Copy the entries starting at the line containing "Point out car windshield in the photo." and ending at the line containing "[73,131,83,145]", keeping every request line. Shift each box coordinate in the answers by adding -28 to it.

Entries in a dataset:
######

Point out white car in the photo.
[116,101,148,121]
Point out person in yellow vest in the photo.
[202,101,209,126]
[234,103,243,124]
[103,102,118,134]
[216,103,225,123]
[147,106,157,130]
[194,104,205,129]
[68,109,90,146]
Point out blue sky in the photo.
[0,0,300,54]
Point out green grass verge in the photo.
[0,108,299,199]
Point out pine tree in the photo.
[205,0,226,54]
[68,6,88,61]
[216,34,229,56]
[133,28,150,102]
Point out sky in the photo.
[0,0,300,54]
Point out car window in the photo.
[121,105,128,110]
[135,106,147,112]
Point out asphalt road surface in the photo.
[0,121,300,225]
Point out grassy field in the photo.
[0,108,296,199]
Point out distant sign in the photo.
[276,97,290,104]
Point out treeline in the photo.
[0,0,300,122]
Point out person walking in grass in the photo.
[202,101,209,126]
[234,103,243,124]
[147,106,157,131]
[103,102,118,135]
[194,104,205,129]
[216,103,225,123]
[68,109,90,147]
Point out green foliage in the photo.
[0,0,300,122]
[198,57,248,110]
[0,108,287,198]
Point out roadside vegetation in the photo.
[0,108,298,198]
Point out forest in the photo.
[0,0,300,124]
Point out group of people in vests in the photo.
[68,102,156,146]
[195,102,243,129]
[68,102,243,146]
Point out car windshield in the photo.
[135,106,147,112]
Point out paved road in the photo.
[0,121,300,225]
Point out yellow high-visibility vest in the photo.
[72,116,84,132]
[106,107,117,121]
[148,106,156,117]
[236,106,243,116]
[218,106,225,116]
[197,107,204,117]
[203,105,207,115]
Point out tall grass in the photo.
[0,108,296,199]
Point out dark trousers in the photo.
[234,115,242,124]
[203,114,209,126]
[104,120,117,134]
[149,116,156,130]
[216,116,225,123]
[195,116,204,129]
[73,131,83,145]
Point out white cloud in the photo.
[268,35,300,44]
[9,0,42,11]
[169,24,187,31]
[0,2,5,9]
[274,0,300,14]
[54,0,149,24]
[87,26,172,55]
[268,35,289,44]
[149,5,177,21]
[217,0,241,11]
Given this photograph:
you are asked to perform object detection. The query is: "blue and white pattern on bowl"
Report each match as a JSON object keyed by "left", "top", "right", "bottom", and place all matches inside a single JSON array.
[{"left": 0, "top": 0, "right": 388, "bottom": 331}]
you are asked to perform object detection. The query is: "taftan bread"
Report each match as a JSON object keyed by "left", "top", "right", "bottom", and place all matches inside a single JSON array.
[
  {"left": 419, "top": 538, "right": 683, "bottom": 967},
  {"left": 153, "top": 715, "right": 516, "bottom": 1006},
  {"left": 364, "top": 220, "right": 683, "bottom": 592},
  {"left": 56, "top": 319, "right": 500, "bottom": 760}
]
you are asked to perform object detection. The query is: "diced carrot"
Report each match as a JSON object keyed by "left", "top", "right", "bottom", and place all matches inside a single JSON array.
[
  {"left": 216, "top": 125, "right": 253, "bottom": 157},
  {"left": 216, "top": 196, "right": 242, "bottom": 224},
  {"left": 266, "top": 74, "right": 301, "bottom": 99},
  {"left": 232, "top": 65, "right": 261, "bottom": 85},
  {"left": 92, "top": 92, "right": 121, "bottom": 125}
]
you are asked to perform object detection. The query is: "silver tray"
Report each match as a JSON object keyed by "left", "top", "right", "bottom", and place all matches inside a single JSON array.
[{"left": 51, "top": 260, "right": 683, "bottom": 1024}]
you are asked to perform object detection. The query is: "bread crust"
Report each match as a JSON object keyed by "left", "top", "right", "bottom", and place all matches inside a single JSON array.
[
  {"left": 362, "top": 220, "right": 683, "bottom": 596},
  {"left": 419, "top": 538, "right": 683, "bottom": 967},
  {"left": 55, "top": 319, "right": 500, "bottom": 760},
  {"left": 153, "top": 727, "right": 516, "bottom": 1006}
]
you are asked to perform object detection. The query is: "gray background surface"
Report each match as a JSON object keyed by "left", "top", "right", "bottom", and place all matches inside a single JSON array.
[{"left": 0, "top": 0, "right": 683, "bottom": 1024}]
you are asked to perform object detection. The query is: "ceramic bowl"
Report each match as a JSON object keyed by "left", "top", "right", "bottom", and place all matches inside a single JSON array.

######

The result:
Point out car windshield in the photo.
[107,78,119,84]
Point out paved road in the photo.
[-28,93,272,197]
Point out yellow high-visibility vest in the photo.
[44,88,56,104]
[78,79,89,93]
[120,78,128,89]
[208,78,215,88]
[190,78,197,88]
[169,79,176,89]
[175,77,179,87]
Point out tall grass in the photo.
[-28,80,268,171]
Point out dark trousers in the photo.
[206,87,214,96]
[175,86,181,98]
[76,92,89,106]
[121,88,128,102]
[188,88,197,95]
[167,88,176,101]
[45,103,55,117]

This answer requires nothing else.